• [OBJECTIVE]
Pictures excluded, retype the lines from the one containing "detect small white flower | output bbox" through the last line of the data below, both included.

• [Bounding box annotation entries]
★ ★ ★ ★
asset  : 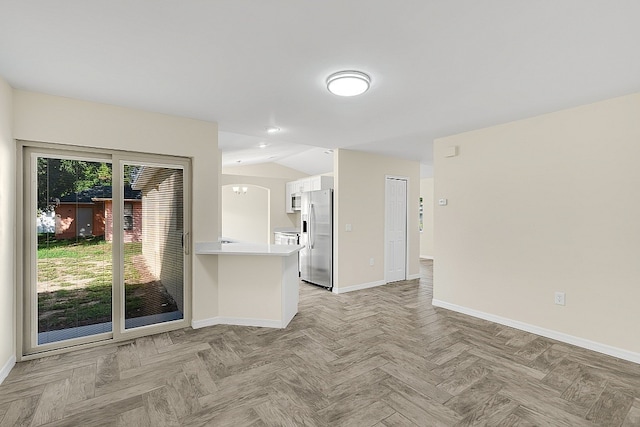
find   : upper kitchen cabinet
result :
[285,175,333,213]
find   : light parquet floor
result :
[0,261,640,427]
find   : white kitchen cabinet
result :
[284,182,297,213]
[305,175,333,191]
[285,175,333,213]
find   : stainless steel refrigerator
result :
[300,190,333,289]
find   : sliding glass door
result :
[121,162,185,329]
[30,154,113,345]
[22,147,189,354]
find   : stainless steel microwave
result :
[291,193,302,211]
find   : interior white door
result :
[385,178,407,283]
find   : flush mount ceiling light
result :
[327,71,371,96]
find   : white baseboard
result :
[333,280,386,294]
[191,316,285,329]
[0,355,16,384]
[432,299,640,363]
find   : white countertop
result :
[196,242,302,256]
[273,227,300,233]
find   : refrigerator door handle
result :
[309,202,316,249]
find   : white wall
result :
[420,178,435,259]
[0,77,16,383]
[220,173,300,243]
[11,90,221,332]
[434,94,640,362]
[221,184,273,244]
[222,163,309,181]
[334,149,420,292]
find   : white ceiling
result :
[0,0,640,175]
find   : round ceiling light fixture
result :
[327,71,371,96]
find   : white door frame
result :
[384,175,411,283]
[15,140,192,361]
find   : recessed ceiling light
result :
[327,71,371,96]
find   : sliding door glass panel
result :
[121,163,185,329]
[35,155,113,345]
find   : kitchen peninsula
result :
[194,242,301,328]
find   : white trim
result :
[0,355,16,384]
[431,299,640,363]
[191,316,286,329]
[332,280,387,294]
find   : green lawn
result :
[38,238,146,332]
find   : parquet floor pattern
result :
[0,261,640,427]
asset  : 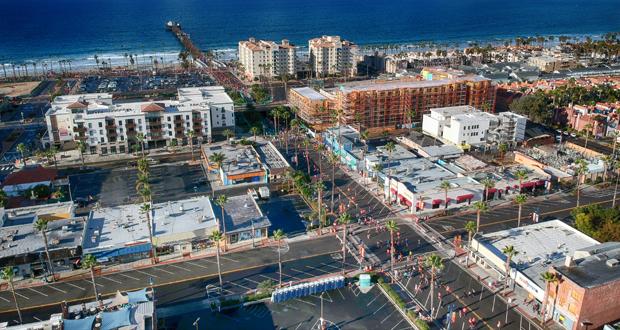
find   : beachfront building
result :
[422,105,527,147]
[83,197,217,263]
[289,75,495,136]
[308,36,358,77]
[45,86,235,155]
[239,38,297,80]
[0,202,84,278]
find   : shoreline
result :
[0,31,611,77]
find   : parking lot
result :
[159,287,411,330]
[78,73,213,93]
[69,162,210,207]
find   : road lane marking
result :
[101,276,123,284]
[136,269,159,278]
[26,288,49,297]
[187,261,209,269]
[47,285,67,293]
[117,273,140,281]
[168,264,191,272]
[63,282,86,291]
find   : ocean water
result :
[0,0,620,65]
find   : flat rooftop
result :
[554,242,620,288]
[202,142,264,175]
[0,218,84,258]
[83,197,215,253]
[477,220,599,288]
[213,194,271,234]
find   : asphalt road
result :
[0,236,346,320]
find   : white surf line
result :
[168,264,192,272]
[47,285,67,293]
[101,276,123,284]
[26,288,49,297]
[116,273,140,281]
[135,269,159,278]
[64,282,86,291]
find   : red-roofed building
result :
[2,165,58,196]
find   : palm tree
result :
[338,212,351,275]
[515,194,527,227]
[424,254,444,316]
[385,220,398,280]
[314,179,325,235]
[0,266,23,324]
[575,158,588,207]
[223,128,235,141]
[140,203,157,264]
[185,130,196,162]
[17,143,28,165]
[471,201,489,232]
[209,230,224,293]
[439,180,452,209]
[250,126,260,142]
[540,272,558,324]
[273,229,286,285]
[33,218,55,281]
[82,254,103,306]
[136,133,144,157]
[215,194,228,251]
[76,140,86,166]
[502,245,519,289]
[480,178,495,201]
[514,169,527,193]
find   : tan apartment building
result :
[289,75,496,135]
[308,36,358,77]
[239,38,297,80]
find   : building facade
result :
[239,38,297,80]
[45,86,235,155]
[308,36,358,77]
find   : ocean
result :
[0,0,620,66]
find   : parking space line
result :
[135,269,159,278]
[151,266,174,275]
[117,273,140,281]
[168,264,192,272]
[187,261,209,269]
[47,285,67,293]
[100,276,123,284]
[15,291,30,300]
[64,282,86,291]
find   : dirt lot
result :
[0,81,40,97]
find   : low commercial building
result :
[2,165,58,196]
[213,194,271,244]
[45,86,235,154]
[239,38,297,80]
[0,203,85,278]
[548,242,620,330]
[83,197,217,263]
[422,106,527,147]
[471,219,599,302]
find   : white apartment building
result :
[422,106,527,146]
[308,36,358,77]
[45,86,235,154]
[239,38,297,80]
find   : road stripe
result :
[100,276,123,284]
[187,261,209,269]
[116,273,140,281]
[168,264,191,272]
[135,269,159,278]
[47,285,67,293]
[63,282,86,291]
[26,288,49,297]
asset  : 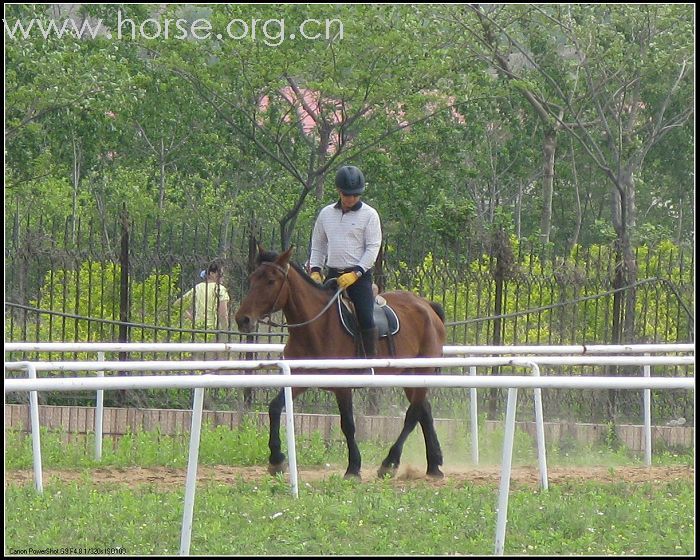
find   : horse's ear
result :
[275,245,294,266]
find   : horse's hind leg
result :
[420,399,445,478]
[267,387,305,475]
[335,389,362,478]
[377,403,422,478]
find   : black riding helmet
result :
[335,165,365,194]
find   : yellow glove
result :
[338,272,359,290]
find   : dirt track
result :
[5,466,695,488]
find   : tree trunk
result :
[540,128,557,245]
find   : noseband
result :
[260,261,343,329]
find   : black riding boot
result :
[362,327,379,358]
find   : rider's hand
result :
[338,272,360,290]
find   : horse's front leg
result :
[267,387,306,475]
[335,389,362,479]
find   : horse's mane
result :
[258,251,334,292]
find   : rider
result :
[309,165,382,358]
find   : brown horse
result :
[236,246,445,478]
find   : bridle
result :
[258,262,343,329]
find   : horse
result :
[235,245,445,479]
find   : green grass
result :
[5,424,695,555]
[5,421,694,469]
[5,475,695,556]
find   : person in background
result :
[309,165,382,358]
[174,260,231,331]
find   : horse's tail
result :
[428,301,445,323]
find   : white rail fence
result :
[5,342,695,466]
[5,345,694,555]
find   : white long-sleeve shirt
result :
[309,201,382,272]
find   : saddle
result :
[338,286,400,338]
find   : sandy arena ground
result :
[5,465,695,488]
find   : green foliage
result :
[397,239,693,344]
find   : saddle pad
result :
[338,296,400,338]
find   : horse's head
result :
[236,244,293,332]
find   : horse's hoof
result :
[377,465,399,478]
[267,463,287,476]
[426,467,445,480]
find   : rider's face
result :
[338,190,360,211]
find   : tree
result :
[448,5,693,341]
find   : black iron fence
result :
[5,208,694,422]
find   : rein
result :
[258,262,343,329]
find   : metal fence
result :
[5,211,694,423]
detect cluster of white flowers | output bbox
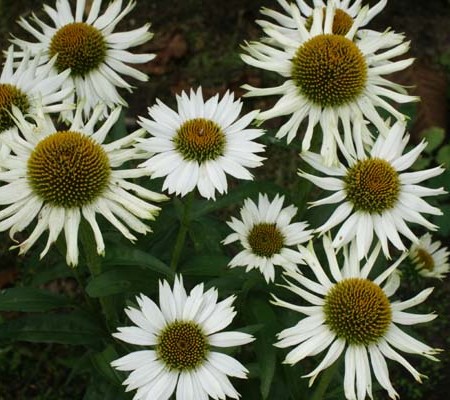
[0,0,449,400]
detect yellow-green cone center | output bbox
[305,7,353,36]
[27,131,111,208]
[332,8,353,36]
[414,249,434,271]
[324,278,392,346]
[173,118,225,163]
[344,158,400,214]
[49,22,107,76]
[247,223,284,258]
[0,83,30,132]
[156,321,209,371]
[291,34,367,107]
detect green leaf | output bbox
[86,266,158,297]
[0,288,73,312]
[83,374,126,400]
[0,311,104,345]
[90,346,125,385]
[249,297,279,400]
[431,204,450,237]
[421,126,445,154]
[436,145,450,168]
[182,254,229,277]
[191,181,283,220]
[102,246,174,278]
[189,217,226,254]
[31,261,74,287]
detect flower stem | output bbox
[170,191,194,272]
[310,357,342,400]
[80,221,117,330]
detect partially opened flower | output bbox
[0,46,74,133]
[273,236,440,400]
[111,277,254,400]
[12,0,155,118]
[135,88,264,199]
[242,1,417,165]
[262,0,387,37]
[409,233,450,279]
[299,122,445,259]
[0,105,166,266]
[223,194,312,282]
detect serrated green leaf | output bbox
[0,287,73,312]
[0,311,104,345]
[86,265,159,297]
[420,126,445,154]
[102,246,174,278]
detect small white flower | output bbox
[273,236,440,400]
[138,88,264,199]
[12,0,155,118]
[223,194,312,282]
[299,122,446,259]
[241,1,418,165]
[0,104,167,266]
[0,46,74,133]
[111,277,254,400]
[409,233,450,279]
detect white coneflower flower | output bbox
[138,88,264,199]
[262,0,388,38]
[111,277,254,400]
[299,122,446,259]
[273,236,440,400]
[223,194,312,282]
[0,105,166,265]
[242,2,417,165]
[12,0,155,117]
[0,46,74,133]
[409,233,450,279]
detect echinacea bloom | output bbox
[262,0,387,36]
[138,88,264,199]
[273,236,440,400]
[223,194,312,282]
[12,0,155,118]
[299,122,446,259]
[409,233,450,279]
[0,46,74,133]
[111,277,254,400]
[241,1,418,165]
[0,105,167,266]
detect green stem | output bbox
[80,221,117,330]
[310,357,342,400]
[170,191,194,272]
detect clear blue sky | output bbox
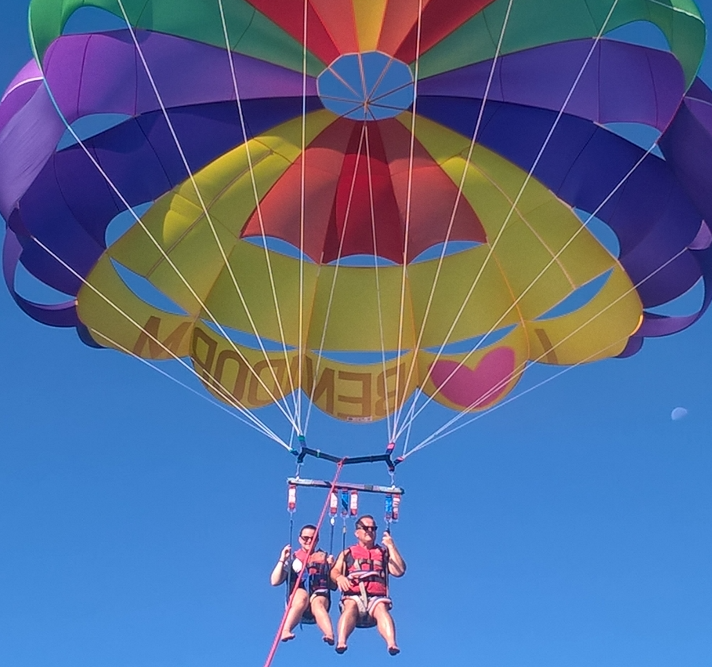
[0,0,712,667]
★ ★ ★ ★
• [SOLUTION TO THIS TASK]
detect small white flower | output bbox
[273,236,440,400]
[138,88,264,199]
[12,0,155,118]
[223,194,312,282]
[299,122,446,259]
[241,1,418,165]
[0,104,167,266]
[0,46,74,133]
[111,277,254,400]
[409,233,450,279]
detect white coneflower flower | output bbox
[138,88,264,199]
[262,0,388,38]
[111,277,254,400]
[299,122,446,259]
[273,236,440,400]
[223,194,312,282]
[0,105,166,265]
[242,2,417,165]
[12,0,155,117]
[0,46,74,133]
[409,233,450,279]
detect echinacea bloom | output bbox
[262,0,387,36]
[138,88,264,199]
[273,236,440,400]
[223,194,312,282]
[12,0,155,118]
[299,122,446,259]
[409,233,450,279]
[0,46,74,133]
[111,277,254,400]
[241,1,418,165]
[0,105,167,266]
detect green stem | output bbox
[80,221,117,330]
[310,357,342,400]
[170,191,194,272]
detect clear blue sky | output bbox
[0,0,712,667]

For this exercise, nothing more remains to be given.